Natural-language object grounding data
Start of Block
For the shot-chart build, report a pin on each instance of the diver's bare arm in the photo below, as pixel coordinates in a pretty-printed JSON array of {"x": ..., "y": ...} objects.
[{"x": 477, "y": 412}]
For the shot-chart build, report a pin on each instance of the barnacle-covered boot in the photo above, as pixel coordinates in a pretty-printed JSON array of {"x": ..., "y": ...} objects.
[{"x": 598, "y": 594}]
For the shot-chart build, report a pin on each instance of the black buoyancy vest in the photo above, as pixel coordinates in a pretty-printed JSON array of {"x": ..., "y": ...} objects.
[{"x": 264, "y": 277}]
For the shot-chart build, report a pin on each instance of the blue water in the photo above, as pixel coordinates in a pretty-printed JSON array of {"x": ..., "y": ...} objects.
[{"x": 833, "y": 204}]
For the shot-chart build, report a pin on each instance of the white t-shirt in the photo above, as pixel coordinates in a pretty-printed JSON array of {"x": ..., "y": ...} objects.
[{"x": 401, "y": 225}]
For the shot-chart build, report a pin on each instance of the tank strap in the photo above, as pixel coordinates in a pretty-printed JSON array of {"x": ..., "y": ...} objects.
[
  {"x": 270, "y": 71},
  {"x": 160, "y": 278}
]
End of Block
» About this exercise
Return exactly the lines in the records above, beginning with the one that holds "of the tank" and ending with the last.

» Expected answer
For the shot-chart build, report a pin on each instance of the tank strap in the photo above, as pixel coordinates in a pretty-printed JSON array of {"x": ..., "y": ...} objects.
[
  {"x": 270, "y": 71},
  {"x": 160, "y": 278}
]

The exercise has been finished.